▶ **Problem requirements**
Print all of the data below verbatim, line for line, with no changes.

(Collection entries)
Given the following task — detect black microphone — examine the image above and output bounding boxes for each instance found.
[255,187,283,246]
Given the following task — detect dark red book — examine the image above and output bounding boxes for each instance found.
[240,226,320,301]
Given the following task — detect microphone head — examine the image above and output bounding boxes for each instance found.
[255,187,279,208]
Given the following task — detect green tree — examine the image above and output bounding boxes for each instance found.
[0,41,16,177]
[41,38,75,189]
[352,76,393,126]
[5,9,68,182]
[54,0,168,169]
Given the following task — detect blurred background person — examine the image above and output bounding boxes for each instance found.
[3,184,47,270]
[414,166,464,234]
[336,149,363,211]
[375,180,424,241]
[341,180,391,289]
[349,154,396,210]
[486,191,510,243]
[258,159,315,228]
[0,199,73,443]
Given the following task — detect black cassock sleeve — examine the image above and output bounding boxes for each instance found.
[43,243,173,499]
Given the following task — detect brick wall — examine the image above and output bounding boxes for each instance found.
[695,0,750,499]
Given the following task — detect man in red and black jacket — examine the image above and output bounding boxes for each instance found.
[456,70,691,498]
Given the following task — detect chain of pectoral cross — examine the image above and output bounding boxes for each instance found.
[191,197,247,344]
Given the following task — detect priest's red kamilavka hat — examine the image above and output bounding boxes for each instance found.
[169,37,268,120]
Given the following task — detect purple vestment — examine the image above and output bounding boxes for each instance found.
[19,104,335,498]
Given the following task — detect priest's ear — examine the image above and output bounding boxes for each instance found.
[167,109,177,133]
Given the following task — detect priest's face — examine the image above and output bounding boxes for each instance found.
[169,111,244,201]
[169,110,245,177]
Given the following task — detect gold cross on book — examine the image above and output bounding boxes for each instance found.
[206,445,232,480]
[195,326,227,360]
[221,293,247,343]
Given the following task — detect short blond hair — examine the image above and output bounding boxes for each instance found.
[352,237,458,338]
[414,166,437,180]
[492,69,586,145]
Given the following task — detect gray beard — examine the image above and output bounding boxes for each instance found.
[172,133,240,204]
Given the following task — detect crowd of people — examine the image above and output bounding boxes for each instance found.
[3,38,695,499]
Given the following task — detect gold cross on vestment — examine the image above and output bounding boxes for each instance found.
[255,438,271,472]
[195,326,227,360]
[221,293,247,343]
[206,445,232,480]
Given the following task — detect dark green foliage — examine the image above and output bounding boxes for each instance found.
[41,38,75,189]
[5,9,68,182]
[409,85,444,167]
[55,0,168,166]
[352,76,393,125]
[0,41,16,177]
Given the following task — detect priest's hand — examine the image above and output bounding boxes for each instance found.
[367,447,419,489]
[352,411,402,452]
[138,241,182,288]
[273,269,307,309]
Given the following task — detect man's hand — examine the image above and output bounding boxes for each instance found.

▶ **Output below**
Given the following task — detect black microphone — examine the image above and output bounding boxes for each instance found.
[255,187,283,246]
Given the following task — detect dark red book — examine the image above and output bounding boxes for each instance found.
[240,226,320,301]
Given the following task — detect microphone head — examine the image above and output bounding boxes for each instance found.
[255,187,279,208]
Given the following task — detect green tree — examine the image above and output bounding boxes for each instance found.
[0,41,16,177]
[41,38,75,189]
[352,76,393,126]
[5,9,68,182]
[54,0,168,169]
Given the following task — detect blurred background person — examine the image above and output bounding boxes for each instance found.
[3,184,47,270]
[414,166,464,234]
[336,149,363,211]
[375,180,424,241]
[341,180,391,289]
[349,154,396,210]
[486,191,510,243]
[258,159,315,228]
[0,199,73,443]
Given the following task — detect black cassock sleeve — examine the image above and output bounding boxes for each instance found.
[43,243,173,499]
Given the following task — detect brick wall — examine the image above and output bounding boxes for each instance found.
[695,0,750,499]
Given the following task — detect man in red and black jacket — examine the image above and output bounding boxes for each instance found.
[456,70,691,498]
Given the following task — detect chain of pectoral cross — examine the image above and output bounding boxes for each instance found.
[191,197,247,344]
Given the following task — detect priest's red kamilavka hat — examine the image above and output bounding boxes for each instance found.
[169,37,268,120]
Given the following task — detect purple vestment — examine the image above and output bounding boxes for each instance found.
[19,104,335,498]
Given the following task — detect priest's ear — examine the image above and output bounding boxes for each instance found.
[167,109,177,133]
Given the following task — detect priest's face — examine the image above and output bounding boxes for each instance found.
[169,111,244,201]
[169,110,245,177]
Given the following task — detect gold cross on book — examine the image above and output bounding boxes for each instance found.
[206,445,232,480]
[195,326,227,360]
[221,293,247,343]
Given the following task — detect short blond hair — examine the image above and output bounding boxes for each instance found.
[352,237,458,338]
[414,166,437,180]
[492,69,586,145]
Given the following task — detect gray beard — examine the image above and output bounding boxes for each instance found.
[172,133,240,204]
Given the following task — detect crowd of people — examine the image above and output bounding boxes for each instance found.
[3,38,695,499]
Given the following task — detect gold cross on vestment — examine the image above and output bounding boxes for each instance found.
[255,438,271,472]
[195,326,227,360]
[221,293,247,343]
[206,445,232,480]
Given the following task — detect dark green foliage — examine the image above and output bounding boxes for each instance found.
[41,38,75,189]
[5,9,68,182]
[409,85,444,167]
[55,0,168,166]
[352,76,393,125]
[0,41,16,177]
Given the following task — detect priest's hand — examine the image above and output bounding boxes for each instance found.
[367,447,419,489]
[352,411,402,452]
[138,241,182,288]
[273,269,307,309]
Given the following task — detect man's hand — examine the image above and output bounding boxes for each instance found.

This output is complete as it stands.